### WRITTEN INSTRUCTION
Copy all the data exactly, except the pictures.

┄┄┄┄┄┄

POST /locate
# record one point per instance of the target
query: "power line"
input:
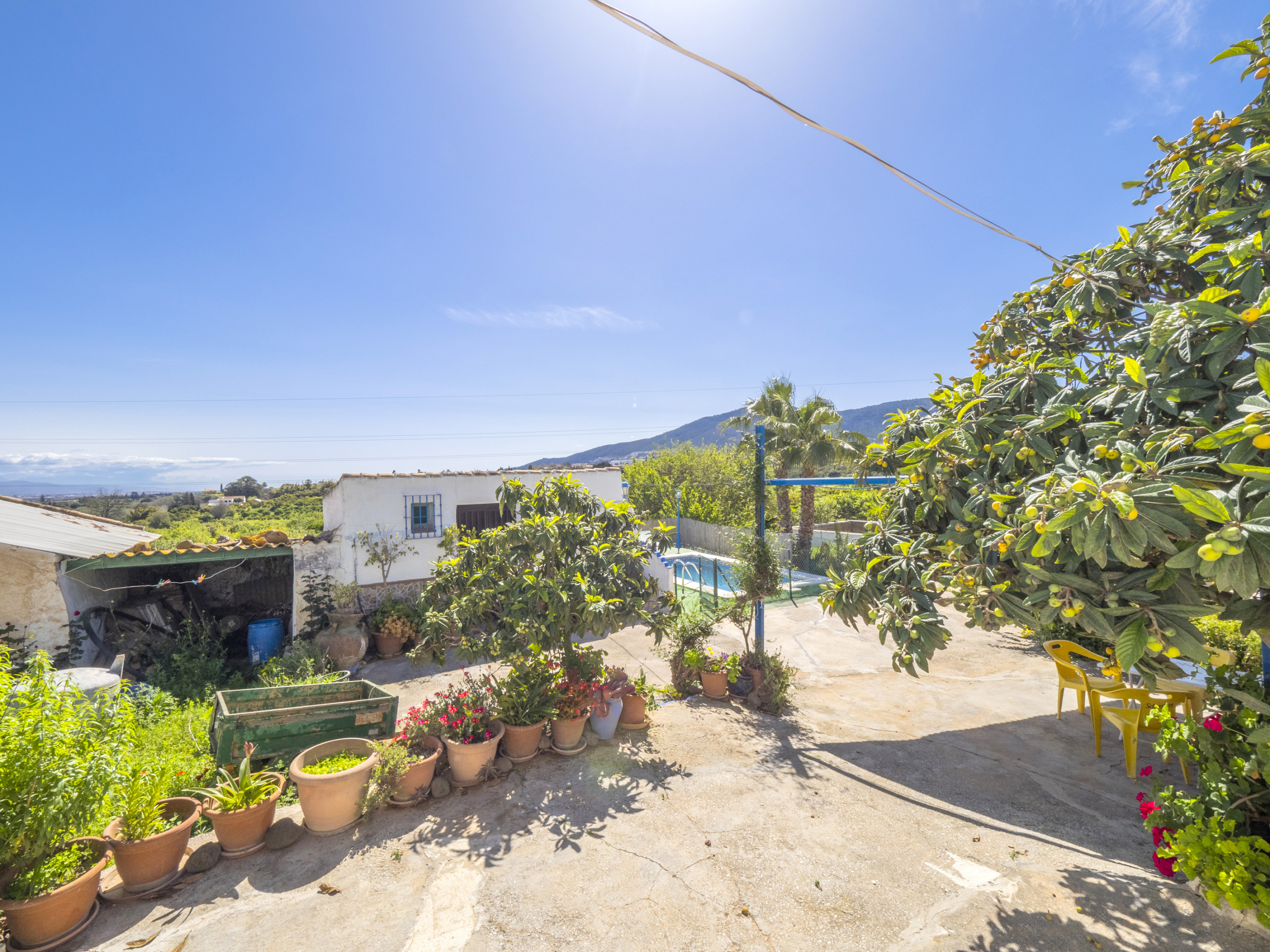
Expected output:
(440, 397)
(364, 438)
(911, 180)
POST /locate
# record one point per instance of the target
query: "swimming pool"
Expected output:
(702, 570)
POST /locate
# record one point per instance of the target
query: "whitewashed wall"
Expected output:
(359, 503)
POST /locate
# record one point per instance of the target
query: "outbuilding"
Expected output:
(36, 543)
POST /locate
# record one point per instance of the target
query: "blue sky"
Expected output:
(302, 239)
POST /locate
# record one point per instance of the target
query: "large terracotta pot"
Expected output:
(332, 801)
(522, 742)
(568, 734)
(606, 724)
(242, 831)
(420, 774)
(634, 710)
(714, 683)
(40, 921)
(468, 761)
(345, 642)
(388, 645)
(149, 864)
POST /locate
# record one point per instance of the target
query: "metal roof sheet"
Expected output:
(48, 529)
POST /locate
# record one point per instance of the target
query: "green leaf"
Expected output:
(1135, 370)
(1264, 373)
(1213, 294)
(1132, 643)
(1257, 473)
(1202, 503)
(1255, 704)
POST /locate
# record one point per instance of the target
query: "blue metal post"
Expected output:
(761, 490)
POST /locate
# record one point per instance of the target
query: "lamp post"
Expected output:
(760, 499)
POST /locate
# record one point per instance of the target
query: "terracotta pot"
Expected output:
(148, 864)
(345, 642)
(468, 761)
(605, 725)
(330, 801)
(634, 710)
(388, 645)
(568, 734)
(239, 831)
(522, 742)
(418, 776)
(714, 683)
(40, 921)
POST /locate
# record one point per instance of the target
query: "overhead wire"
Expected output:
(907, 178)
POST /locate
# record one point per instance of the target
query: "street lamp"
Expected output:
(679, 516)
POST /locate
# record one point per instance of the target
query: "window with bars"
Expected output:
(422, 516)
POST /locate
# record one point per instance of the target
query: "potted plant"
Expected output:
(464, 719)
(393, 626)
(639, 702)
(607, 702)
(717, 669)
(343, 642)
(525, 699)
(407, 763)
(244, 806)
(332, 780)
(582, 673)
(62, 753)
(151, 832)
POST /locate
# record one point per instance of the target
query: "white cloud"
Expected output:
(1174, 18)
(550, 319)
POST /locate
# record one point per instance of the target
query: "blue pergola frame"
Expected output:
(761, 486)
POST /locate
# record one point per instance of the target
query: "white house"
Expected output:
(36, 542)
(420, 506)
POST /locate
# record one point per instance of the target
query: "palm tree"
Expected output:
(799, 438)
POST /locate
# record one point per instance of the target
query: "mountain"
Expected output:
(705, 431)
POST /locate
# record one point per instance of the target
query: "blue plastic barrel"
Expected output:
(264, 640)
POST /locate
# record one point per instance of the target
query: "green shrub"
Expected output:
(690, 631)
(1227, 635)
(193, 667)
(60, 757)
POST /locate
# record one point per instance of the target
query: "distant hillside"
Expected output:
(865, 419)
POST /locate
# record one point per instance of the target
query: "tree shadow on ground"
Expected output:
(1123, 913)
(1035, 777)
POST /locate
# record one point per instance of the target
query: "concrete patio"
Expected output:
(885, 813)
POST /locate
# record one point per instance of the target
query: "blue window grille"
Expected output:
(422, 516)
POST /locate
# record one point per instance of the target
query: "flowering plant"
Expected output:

┄┄┄┄┄┄

### EXERCISE ANSWER
POST /locate
# record one point per instance of the target
query: "power line"
input:
Expected output:
(440, 397)
(364, 438)
(911, 180)
POST /locate
# record one point per instance of the target
query: "swimming pool"
Expected output:
(702, 570)
POST /locate
# record one point per instance of the target
query: "whitewashed wall"
Expected output:
(359, 503)
POST /locate
# record one point per instance of the target
query: "outbuilding"
Expected output:
(36, 543)
POST /locate
# record one point per instance of the target
query: "blue sky"
Expected output:
(302, 239)
POST /locate
# record one point per instance of the target
query: "large terracotta pot"
Expected output:
(332, 801)
(522, 742)
(568, 734)
(606, 724)
(242, 831)
(420, 774)
(634, 710)
(714, 683)
(40, 921)
(468, 761)
(345, 642)
(388, 645)
(149, 864)
POST /locate
# record one point per instance of the target
query: "metal roof sheet"
Expected output:
(48, 529)
POST /locate
# record one point per instance of the target
query: "green leaf"
Expected output:
(1135, 370)
(1264, 373)
(1213, 294)
(1132, 643)
(1257, 473)
(1202, 503)
(1255, 704)
POST /locate
# record one point per instance of the target
query: "blue metal post"
Expected output:
(761, 490)
POST /locate
# record one point per instance of the target
query: "lamp post"
Expected output:
(760, 499)
POST /locate
# record one point per instance of the target
query: "terracotta pot"
Expected output:
(148, 864)
(345, 642)
(468, 761)
(605, 725)
(330, 801)
(634, 710)
(388, 645)
(568, 734)
(239, 831)
(522, 742)
(418, 776)
(714, 683)
(40, 921)
POST /locate
# record one point per instance of the target
query: "overhead wire"
Expected output:
(907, 178)
POST /locate
# record one point per instance of the target
query: "street lamp"
Expected output:
(679, 516)
POST /locate
# record one point per instance of the target
query: "window with bars"
Expected output:
(422, 516)
POST /locate
# record one point per instance of the target
query: "potted plant"
Expected output:
(464, 719)
(393, 626)
(639, 702)
(607, 702)
(717, 669)
(343, 642)
(525, 699)
(407, 763)
(244, 806)
(332, 780)
(582, 673)
(62, 753)
(151, 832)
POST /locate
# record one point per instance of the target
query: "white cloud"
Expected output:
(1174, 18)
(550, 319)
POST /locate
# record one point per instance of the target
query: "blue pergola frame"
Expected output:
(761, 486)
POST /locate
# record one point per instance of the target
query: "white house"
Expected output:
(36, 542)
(420, 506)
POST /locate
# record one point per instance of the target
query: "palm tree"
Expected output:
(799, 438)
POST /locate
# record one point per instance of the target
query: "mountain"
Expected output:
(705, 431)
POST /locate
# record one point per instance of the target
query: "blue plastic barrel"
Expected output:
(264, 640)
POST /locate
# record one point per instance of the target
query: "green shrub"
Expected output:
(690, 631)
(1227, 635)
(193, 667)
(60, 757)
POST /locate
# record one point per instance of the target
query: "distant hillside"
Expected output:
(865, 419)
POST /locate
# record one point per instance of the target
query: "tree shadow on ground"
Expected output:
(1123, 913)
(1035, 777)
POST /locate
# record one point per instance of the target
query: "concrete patio"
Expected output:
(885, 813)
POST /locate
# record one point per instance of the target
query: "blue window grille"
Expected output:
(422, 516)
POST /locate
# record one point per instance of the target
query: "flowering plant"
Expected output:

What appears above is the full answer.